> [Task details]
The answer must be every entry, retyped without a single difference.
*** Data Section Begins ***
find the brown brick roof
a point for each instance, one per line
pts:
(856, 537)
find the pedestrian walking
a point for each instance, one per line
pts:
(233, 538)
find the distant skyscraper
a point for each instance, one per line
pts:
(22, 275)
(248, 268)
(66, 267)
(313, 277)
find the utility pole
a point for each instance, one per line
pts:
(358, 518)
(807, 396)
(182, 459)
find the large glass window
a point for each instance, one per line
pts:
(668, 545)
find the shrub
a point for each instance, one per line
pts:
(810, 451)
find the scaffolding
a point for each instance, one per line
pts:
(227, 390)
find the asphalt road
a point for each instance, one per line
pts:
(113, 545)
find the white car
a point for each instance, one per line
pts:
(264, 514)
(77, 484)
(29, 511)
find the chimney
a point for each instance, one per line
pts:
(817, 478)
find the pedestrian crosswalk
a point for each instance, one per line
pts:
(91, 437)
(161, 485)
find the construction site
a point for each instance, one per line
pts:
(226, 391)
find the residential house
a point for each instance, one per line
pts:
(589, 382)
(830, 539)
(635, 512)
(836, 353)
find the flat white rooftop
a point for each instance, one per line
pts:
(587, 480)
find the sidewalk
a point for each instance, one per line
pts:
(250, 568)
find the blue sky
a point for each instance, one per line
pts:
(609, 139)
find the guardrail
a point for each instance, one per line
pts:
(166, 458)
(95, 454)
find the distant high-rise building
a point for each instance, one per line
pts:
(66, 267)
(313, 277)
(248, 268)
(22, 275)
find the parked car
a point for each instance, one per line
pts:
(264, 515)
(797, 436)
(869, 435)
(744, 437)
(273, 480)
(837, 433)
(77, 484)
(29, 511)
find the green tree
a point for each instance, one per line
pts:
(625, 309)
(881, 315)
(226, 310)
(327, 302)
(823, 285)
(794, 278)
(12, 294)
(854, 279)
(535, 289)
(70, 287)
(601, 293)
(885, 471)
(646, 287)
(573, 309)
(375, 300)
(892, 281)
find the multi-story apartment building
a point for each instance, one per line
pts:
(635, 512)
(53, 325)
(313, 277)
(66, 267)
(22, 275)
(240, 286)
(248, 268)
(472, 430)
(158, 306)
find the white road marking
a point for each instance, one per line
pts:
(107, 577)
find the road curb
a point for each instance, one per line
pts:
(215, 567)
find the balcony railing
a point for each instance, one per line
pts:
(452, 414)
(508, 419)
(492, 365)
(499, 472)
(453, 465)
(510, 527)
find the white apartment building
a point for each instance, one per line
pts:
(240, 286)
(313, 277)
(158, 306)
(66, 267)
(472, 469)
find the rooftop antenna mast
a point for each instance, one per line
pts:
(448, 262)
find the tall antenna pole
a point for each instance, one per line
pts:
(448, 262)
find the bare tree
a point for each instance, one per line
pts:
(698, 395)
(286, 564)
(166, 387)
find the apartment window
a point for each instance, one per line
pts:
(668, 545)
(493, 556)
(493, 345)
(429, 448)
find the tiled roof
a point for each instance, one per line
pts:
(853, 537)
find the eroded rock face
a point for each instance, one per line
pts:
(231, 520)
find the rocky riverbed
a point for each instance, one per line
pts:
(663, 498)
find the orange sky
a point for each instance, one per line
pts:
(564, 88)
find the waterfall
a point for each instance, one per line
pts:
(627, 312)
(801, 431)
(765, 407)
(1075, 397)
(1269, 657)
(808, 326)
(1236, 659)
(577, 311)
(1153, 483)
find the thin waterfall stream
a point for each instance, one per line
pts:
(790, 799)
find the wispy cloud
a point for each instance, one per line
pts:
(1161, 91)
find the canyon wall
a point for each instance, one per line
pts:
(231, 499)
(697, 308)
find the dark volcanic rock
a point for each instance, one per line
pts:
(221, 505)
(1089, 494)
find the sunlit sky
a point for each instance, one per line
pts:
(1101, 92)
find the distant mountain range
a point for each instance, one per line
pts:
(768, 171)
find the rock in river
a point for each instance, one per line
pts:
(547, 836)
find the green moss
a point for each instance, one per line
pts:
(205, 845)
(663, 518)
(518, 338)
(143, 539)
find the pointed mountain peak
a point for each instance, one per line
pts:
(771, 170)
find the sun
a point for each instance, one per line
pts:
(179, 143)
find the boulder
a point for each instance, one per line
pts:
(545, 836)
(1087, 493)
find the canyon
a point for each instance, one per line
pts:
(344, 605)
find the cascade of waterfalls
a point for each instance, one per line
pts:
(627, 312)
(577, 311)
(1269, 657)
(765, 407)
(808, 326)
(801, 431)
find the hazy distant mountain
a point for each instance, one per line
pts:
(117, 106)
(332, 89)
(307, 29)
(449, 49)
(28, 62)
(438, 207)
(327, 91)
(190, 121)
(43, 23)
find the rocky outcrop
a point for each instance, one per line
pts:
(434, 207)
*** Data Section Ends ***
> [Task solution]
find the brown brick roof
a point for each instance, one per line
pts:
(856, 537)
find the pedestrian walking
a point for each instance, one per line
pts:
(233, 538)
find the distant skyscraper
a point for each instance, one per line
pts:
(22, 275)
(248, 268)
(66, 267)
(313, 277)
find the utility pole
a point for each instance, one per line
pts:
(358, 518)
(807, 396)
(182, 459)
find the large glass window
a point for each instance, one per line
pts:
(668, 545)
find the shrub
a point for each instance, one per line
pts:
(810, 451)
find the scaffolding
a point for each instance, one per line
pts:
(227, 390)
find the asphalt road
a point for each instance, one per line
pts:
(113, 545)
find the white car
a point for each instance, one per line
pts:
(264, 514)
(77, 484)
(29, 511)
find the chimney
a point for each instance, one per line
pts:
(817, 478)
find the pedestrian crosswalk
a point for each instance, one per line
pts:
(91, 437)
(161, 485)
find the construction site
a point for each instance, one per line
pts:
(226, 391)
find the residential house
a point for each instance, one per line
pts:
(589, 382)
(830, 539)
(635, 512)
(836, 353)
find the flat white rooftop
a point for each instance, one per line
pts:
(587, 480)
find the sidewalk
a point for each instance, one per line
pts:
(250, 568)
find the blue sky
a point for each instance, one per line
pts:
(609, 139)
find the guardrail
a point for each instance, one per line
pts:
(166, 458)
(95, 454)
find the distant high-rise building
a point for each instance, one per line
pts:
(66, 267)
(313, 277)
(248, 268)
(22, 275)
find the parked car
a point for each instance, one per line
pts:
(264, 515)
(797, 436)
(869, 435)
(744, 437)
(273, 480)
(837, 433)
(77, 484)
(29, 511)
find the green tree
a point for each instance, one per line
pts:
(625, 309)
(881, 315)
(226, 310)
(327, 302)
(823, 285)
(794, 278)
(12, 294)
(854, 279)
(535, 289)
(70, 287)
(601, 293)
(885, 471)
(646, 287)
(573, 309)
(375, 300)
(892, 281)
find the multi-story apartment building
a point for each instance, one per line
pts:
(635, 512)
(53, 325)
(313, 277)
(66, 267)
(22, 275)
(240, 286)
(248, 268)
(472, 430)
(158, 306)
find the white road marking
a point for each instance, one per line
pts:
(107, 577)
find the road curb
a point for each instance, one per line
pts:
(215, 567)
find the balcony railing
a point for each instance, one per line
pts:
(452, 414)
(508, 419)
(492, 365)
(499, 472)
(453, 465)
(510, 527)
find the white apartment building
a point for each instance, one per line
pts:
(240, 286)
(313, 277)
(158, 306)
(66, 267)
(472, 469)
find the rooftop antenna mast
a point for each instance, one per line
pts:
(448, 262)
find the tall antenna pole
a point for each instance, one per line
pts:
(448, 262)
find the bare tree
a point for each instance, one per line
pts:
(698, 395)
(286, 564)
(166, 387)
find the apartment window
a point for each instance, one per line
pts:
(668, 545)
(493, 556)
(493, 345)
(429, 448)
find the tiled roof
a point for each instance, one per line
pts:
(853, 537)
find the eroded rock face
a point for each instance, one per line
pts:
(231, 520)
find the rocky riverbed
a point for each instance, one per line
pts:
(663, 498)
find the orange sky
a point for each instance, one per line
pts:
(564, 88)
find the waterfall
a point for each instance, one per line
pts:
(627, 312)
(801, 431)
(765, 407)
(1075, 397)
(1269, 657)
(808, 326)
(1236, 659)
(577, 311)
(1153, 483)
find the thin waterfall stream
a point for each instance, one per line
pts:
(790, 799)
find the wispy cloud
a point for each instance, one per line
pts:
(1161, 91)
find the canyon wall
a point for each instance, one per line
pts:
(231, 499)
(697, 308)
find the dark volcanic rock
a point for each instance, one per line
pts:
(221, 505)
(1089, 494)
find the sunlit sky
a point for each instance, one per line
pts:
(1101, 92)
find the distant mountain range
a point for each instance, one per line
pts:
(768, 171)
find the rock in river
a point for each instance, one per line
pts:
(547, 836)
find the green moss
a point for each instance, one per line
pts:
(205, 845)
(663, 518)
(518, 338)
(143, 539)
find the pointed mountain peak
a point for each instance, one per line
pts:
(771, 170)
find the sun
a point for each instance, one per line
pts:
(179, 143)
find the boulder
a point for each instance, one per line
pts:
(545, 836)
(1087, 493)
find the canyon
a point for each instance, one per line
pts:
(344, 605)
find the cascade of waterfalls
a point for each instance, one per line
pts:
(627, 312)
(577, 311)
(1269, 657)
(765, 407)
(808, 326)
(801, 431)
find the hazy distant mountain
a point for each instance, one per line
pts:
(117, 106)
(332, 89)
(307, 29)
(449, 49)
(28, 62)
(438, 207)
(327, 91)
(190, 121)
(43, 23)
find the rocky outcrop
a point for each instance, one per line
pts:
(434, 207)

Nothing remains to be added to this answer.